▶ [Extract provided]
'''
Johann Karl Ludwig Schorn, after 1838 von Schorn (10 June 1793, Castell - 17 February 1842, Weimar) was a German art historian and university Professor. His second wife was the poet, Henriette von Schorn.

== Biography ==
From 1811 to 1814, he studied evangelical theology at the University of Erlangen. After graduating, he moved to Munich, where he came under the influence of the intellectual circle associated with Friedrich Thiersch; developing an interest in art history and archaeology.

In 1818, he published his first work, Über die Studien der griechischen Künstler (On the studies of Greek artists), which attracted the attention of the art collector and historian, Sulpiz Boisserée. The following year, Boisserée recommended him to the publisher, Johann Friedrich Cotta, who entrusted him with editing the Kunstblatt (Art sheet), a supplement to the Morgenblatt für gebildete Stände of Stuttgart. It soon became Germany's leading art journal. Schorn was able to attract numerous well known contributors, including Carl Friedrich von Rumohr, Karl Otfried Müller, Johann David Passavant, Johann Gottlob von Quandt, Franz Theodor Kugler, Gustav Friedrich Waagen und Karl Schnaase.
'''
▶ [Tasks and exercises]
a - Answer these questions about the passage on Johann Karl Ludwig Schorn, one answer per line:
(i) At which university did Schorn study evangelical theology, and in which years?
(ii) What was the title of the first work he published in 1818?
(iii) Who recommended Schorn to the publisher Johann Friedrich Cotta?
b - Retype the passage on Johann Karl Ludwig Schorn from "Johann Karl Ludwig" to "history and archaeology.".
c - Extend the passage on Johann Karl Ludwig Schorn, picking up after its final sentence.
The lines are separate material and have no connection to the passage on Johann Karl Ludwig Schorn.

▶ [Given entries]
'''
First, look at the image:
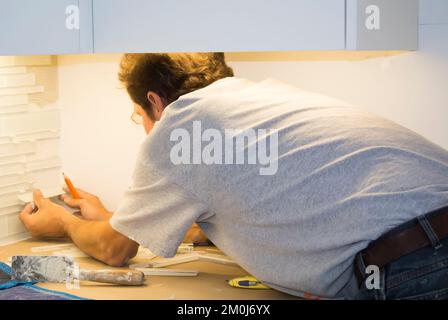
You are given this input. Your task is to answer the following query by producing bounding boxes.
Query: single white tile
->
[0,192,22,207]
[0,67,26,74]
[0,181,33,194]
[28,166,63,189]
[0,104,29,116]
[0,86,44,96]
[0,141,37,157]
[0,204,24,217]
[12,130,61,142]
[0,94,28,107]
[26,138,61,161]
[0,162,25,175]
[0,216,8,239]
[0,73,36,88]
[0,154,25,166]
[7,213,26,236]
[0,109,61,136]
[0,171,31,185]
[0,55,51,67]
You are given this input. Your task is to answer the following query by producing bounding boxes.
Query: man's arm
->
[20,190,138,267]
[63,215,139,267]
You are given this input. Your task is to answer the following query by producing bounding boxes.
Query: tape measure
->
[228,276,271,290]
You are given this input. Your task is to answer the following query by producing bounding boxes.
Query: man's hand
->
[60,188,112,221]
[19,190,70,238]
[183,223,207,243]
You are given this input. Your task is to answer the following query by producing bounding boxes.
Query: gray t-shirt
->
[111,77,448,298]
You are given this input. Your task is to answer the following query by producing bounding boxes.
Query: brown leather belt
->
[355,206,448,285]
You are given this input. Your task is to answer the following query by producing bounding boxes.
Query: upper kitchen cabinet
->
[346,0,418,50]
[0,0,93,55]
[93,0,345,52]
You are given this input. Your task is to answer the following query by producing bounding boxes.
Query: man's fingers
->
[19,203,34,226]
[33,189,45,208]
[61,194,84,208]
[63,186,91,198]
[75,188,92,198]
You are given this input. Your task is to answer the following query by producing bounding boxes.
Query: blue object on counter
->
[0,262,88,300]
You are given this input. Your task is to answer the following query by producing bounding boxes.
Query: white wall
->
[59,56,145,210]
[59,0,448,209]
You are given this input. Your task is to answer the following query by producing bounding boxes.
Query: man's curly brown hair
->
[118,52,233,118]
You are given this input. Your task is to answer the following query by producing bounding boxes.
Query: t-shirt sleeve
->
[110,158,207,257]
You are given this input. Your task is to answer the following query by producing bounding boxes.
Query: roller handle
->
[78,269,145,286]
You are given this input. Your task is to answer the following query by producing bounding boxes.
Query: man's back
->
[112,78,448,297]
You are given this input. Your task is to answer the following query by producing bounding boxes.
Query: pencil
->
[62,173,81,199]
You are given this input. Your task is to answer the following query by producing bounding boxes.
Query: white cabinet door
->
[347,0,420,50]
[93,0,345,52]
[0,0,93,55]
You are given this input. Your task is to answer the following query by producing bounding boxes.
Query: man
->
[21,53,448,299]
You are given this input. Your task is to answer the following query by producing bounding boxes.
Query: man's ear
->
[146,91,166,120]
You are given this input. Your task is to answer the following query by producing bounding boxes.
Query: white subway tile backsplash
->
[0,56,62,245]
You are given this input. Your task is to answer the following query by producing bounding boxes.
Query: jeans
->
[356,224,448,300]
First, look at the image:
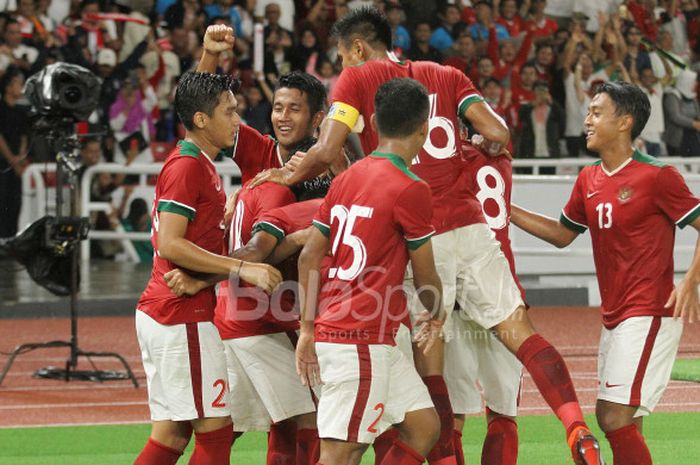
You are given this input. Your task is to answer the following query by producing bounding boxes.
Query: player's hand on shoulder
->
[248,168,292,189]
[203,24,236,53]
[295,331,323,387]
[665,279,700,323]
[163,268,206,297]
[413,310,445,354]
[238,262,282,294]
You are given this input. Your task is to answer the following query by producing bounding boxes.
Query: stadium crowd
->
[0,0,700,245]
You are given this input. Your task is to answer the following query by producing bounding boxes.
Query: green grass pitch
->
[0,411,700,465]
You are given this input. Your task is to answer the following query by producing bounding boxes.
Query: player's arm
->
[666,216,700,323]
[409,240,446,353]
[266,226,313,265]
[510,204,579,249]
[158,211,282,292]
[296,228,330,386]
[250,118,350,189]
[197,24,236,73]
[462,101,510,156]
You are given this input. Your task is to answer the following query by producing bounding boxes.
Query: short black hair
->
[374,78,430,137]
[594,81,651,140]
[175,71,239,129]
[275,71,326,116]
[332,7,391,49]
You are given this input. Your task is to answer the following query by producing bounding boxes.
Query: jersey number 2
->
[328,205,372,281]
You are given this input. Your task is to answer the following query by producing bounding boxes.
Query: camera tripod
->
[0,150,139,388]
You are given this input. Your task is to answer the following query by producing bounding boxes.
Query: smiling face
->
[202,91,241,149]
[271,87,314,149]
[583,93,631,152]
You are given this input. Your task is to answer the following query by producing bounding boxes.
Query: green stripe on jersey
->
[177,140,201,158]
[370,150,421,181]
[559,212,588,234]
[406,231,435,250]
[457,94,484,116]
[312,220,331,237]
[253,221,284,243]
[632,150,668,168]
[157,200,197,221]
[678,204,700,229]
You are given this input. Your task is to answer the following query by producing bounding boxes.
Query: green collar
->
[369,150,421,181]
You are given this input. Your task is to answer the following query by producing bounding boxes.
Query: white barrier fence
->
[20,158,700,276]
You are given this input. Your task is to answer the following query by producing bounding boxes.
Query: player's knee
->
[399,408,440,455]
[595,401,634,433]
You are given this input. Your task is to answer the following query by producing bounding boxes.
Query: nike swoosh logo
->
[605,381,622,389]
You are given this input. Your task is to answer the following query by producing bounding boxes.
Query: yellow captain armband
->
[328,102,360,131]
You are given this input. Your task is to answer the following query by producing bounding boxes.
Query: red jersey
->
[214,182,296,339]
[232,124,284,184]
[560,150,700,328]
[314,152,435,345]
[136,141,226,325]
[462,144,525,300]
[328,54,484,234]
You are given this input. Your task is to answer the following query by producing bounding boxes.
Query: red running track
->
[0,308,700,427]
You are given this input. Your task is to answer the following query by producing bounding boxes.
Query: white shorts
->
[444,310,523,417]
[598,316,683,417]
[316,342,433,444]
[224,333,316,432]
[404,223,525,334]
[136,310,231,421]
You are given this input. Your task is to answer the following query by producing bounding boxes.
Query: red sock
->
[372,428,399,465]
[267,420,302,465]
[297,429,321,465]
[134,438,182,465]
[605,423,652,465]
[452,430,464,465]
[481,416,518,465]
[378,439,425,465]
[423,376,455,465]
[188,425,233,465]
[516,334,586,436]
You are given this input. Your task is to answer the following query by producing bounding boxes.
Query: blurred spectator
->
[481,78,511,120]
[442,31,477,77]
[119,193,153,263]
[0,67,29,238]
[164,0,207,31]
[469,1,510,46]
[430,4,461,52]
[119,0,153,61]
[639,68,664,157]
[292,26,323,71]
[244,82,272,134]
[384,3,411,55]
[255,0,296,31]
[109,66,158,163]
[528,0,560,44]
[493,0,528,37]
[0,19,39,75]
[516,81,564,164]
[408,23,442,63]
[204,0,243,37]
[664,70,700,157]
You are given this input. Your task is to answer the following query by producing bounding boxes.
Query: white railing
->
[20,158,700,275]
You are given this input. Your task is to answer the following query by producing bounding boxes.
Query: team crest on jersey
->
[617,186,633,202]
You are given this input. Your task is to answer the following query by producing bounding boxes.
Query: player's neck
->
[185,131,221,161]
[599,141,634,172]
[375,139,420,166]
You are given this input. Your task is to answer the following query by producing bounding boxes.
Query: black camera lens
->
[63,86,83,105]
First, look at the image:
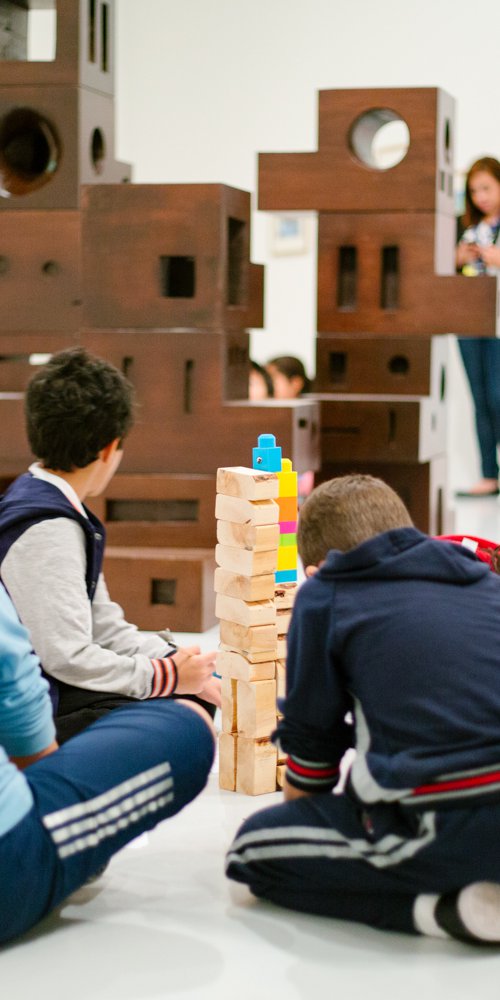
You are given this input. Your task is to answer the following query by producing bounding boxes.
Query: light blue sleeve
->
[0,584,55,757]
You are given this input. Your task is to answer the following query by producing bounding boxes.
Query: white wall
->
[116,0,500,372]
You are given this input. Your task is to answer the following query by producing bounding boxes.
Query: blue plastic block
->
[252,434,281,472]
[274,569,297,583]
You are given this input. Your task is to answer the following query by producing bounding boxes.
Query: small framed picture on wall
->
[270,213,310,257]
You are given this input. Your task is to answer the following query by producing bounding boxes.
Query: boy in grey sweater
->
[0,348,220,742]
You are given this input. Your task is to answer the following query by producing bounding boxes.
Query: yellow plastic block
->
[277,545,297,572]
[276,458,298,497]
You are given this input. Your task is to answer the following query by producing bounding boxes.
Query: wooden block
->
[221,677,238,733]
[236,736,278,795]
[219,733,237,792]
[237,679,276,739]
[215,493,279,525]
[216,649,276,681]
[214,566,275,601]
[215,544,278,576]
[220,621,283,663]
[215,594,276,628]
[276,660,286,698]
[217,521,280,552]
[276,635,286,660]
[274,583,298,610]
[276,608,292,636]
[216,465,280,500]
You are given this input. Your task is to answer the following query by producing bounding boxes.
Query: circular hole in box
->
[0,108,62,197]
[349,108,410,170]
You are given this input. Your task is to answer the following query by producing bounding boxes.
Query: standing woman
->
[456,156,500,497]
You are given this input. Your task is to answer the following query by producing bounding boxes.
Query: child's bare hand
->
[172,646,217,694]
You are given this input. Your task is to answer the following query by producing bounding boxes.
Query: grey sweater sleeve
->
[1,517,177,699]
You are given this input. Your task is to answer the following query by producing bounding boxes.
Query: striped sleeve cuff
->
[286,754,339,792]
[149,656,177,698]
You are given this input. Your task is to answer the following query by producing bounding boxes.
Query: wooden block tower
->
[214,434,297,795]
[0,0,319,631]
[259,88,497,532]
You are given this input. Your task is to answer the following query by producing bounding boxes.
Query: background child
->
[266,355,311,399]
[227,476,500,942]
[0,349,220,742]
[0,585,214,943]
[456,156,500,497]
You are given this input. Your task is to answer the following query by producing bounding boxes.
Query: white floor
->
[4,342,500,1000]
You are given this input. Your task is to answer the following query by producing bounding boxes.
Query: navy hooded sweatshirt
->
[274,528,500,808]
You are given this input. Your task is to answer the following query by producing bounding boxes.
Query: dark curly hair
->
[25,347,134,472]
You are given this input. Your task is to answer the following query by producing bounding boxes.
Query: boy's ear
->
[99,438,121,462]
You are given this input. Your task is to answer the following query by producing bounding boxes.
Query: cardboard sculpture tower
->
[259,88,496,532]
[0,0,319,631]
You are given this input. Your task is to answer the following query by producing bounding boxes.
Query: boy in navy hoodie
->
[0,348,220,743]
[227,475,500,942]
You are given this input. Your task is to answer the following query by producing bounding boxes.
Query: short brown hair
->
[297,475,413,567]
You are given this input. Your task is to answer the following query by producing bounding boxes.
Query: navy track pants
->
[226,794,500,933]
[0,699,214,942]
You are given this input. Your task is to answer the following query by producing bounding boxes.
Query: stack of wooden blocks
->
[215,435,297,795]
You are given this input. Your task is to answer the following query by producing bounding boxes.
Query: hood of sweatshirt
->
[315,528,491,586]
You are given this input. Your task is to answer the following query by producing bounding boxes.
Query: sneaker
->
[455,479,500,499]
[413,882,500,944]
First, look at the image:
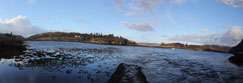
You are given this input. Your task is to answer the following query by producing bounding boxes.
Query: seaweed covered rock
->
[229,40,243,66]
[229,39,243,54]
[0,34,26,58]
[229,54,243,66]
[108,63,148,83]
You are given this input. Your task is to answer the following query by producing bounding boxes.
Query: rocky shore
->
[0,34,26,58]
[229,40,243,66]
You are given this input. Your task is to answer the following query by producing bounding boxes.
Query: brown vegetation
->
[27,32,136,45]
[159,43,229,52]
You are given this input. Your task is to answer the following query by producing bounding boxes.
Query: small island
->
[26,32,136,46]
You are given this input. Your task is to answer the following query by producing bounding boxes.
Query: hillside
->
[26,32,136,45]
[159,43,230,52]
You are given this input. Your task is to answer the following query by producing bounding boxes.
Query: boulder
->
[108,63,148,83]
[229,39,243,54]
[229,54,243,66]
[229,40,243,66]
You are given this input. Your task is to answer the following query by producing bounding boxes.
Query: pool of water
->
[0,41,243,83]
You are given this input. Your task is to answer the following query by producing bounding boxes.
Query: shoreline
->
[27,40,231,54]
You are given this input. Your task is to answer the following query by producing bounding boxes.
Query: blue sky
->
[0,0,243,46]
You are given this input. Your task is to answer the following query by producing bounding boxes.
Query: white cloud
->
[75,18,86,23]
[171,0,187,4]
[125,12,136,17]
[130,0,164,13]
[122,22,154,32]
[112,0,125,11]
[28,0,36,4]
[218,0,243,8]
[0,16,46,36]
[169,26,243,46]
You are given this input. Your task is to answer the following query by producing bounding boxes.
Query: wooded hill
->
[26,32,136,45]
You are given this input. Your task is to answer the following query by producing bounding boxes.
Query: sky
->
[0,0,243,46]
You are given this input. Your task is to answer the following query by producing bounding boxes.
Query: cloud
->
[218,0,243,8]
[27,0,36,4]
[125,12,137,17]
[0,15,46,37]
[171,0,187,4]
[112,0,125,11]
[41,16,50,22]
[122,22,154,32]
[168,26,243,46]
[75,18,86,24]
[130,0,164,13]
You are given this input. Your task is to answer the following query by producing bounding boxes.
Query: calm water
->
[0,41,243,83]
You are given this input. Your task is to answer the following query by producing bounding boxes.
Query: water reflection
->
[0,42,243,83]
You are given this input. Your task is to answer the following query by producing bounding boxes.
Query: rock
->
[108,63,148,83]
[229,40,243,66]
[229,39,243,54]
[229,54,243,66]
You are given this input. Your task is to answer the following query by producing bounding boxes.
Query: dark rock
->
[229,40,243,66]
[229,54,243,66]
[229,40,243,54]
[0,33,26,58]
[108,63,148,83]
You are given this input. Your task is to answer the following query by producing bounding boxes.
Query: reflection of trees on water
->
[7,48,121,81]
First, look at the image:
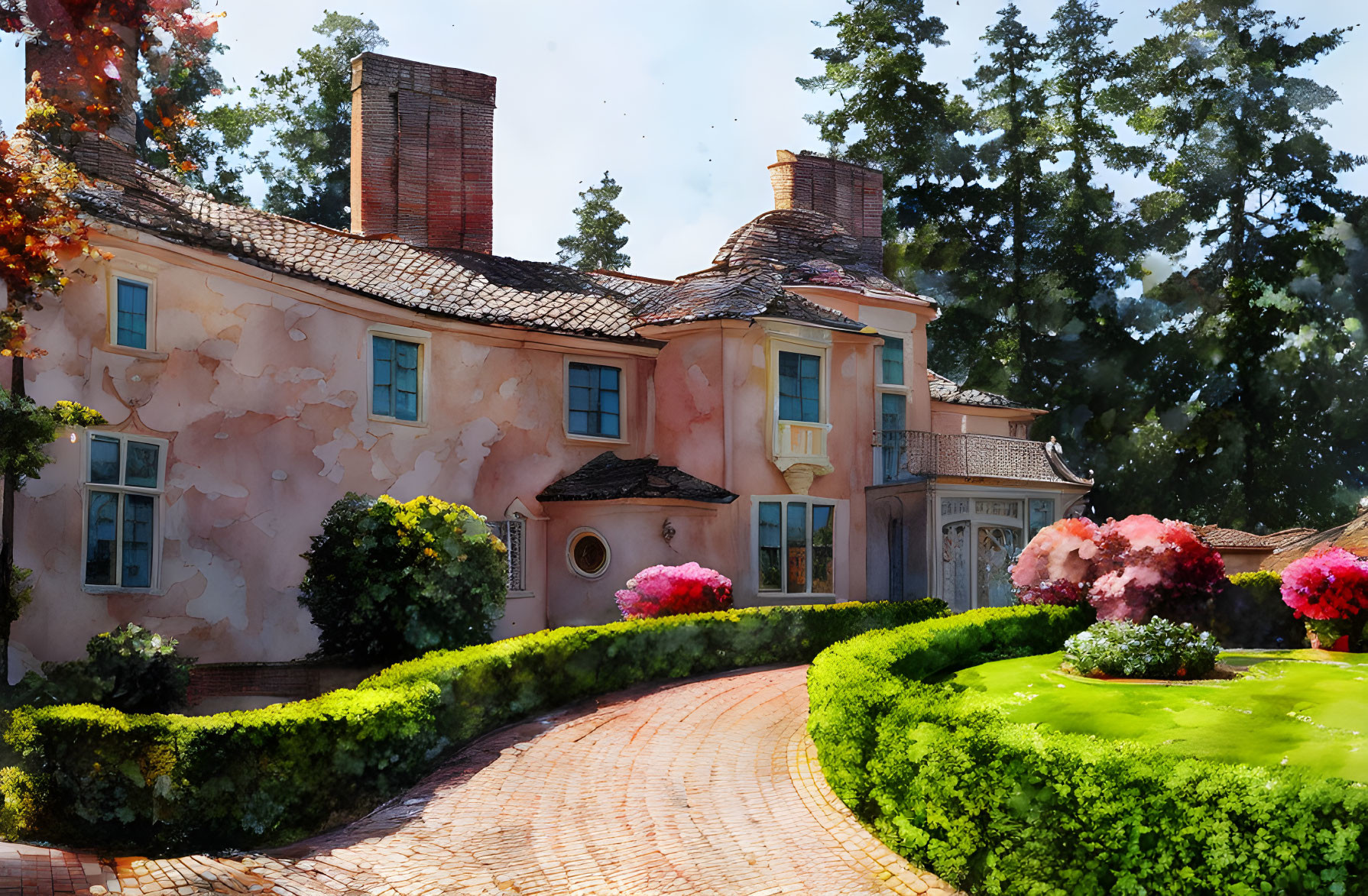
'''
▶ [Task-by-task results]
a -
(i) The University of Erlangen, from 1811 to 1814.
(ii) Über die Studien der griechischen Künstler (On the studies of Greek artists).
(iii) Sulpiz Boisserée.

b -
Johann Karl Ludwig Schorn, after 1838 von Schorn (10 June 1793, Castell - 17 February 1842, Weimar) was a German art historian and university Professor. His second wife was the poet, Henriette von Schorn.

== Biography ==
From 1811 to 1814, he studied evangelical theology at the University of Erlangen. After graduating, he moved to Munich, where he came under the influence of the intellectual circle associated with Friedrich Thiersch; developing an interest in art history and archaeology.

c -
In 1826, he married Johanna Voigt, daughter of the mathematician, Johann Heinrich Voigt. That same year, he was given a professorship at the Academy of Fine Arts Munich, and the chairs of mythology and art history at the Ludwig-Maximilians-Universität München. In 1830, he was named an extraordinary member of the Bavarian Academy of Sciences. In 1833, Johanna and his mother both died. That, as well as continuing opposition from the painter, Peter von Cornelius (and his followers in the Nazarene movement), led him to accept an offer from Charles Frederick, Grand Duke of Saxe-Weimar-Eisenach, to become the new Director of the Weimar Princely Free Drawing School.

He was awarded the Order of the Crown in 1838, which gave him the right to use the noble prefix "von". In 1839, he became a Privy Councillor and was named a Knight in the Order of the White Falcon. That same year, he married Henriette Wilhelmine Auguste Freiin von Stein, one of the courtiers of the Grand Duchess Maria. Their daughter, the writer Adelheid von Schorn, was born in 1841.

He died the following year, from complications related to gout.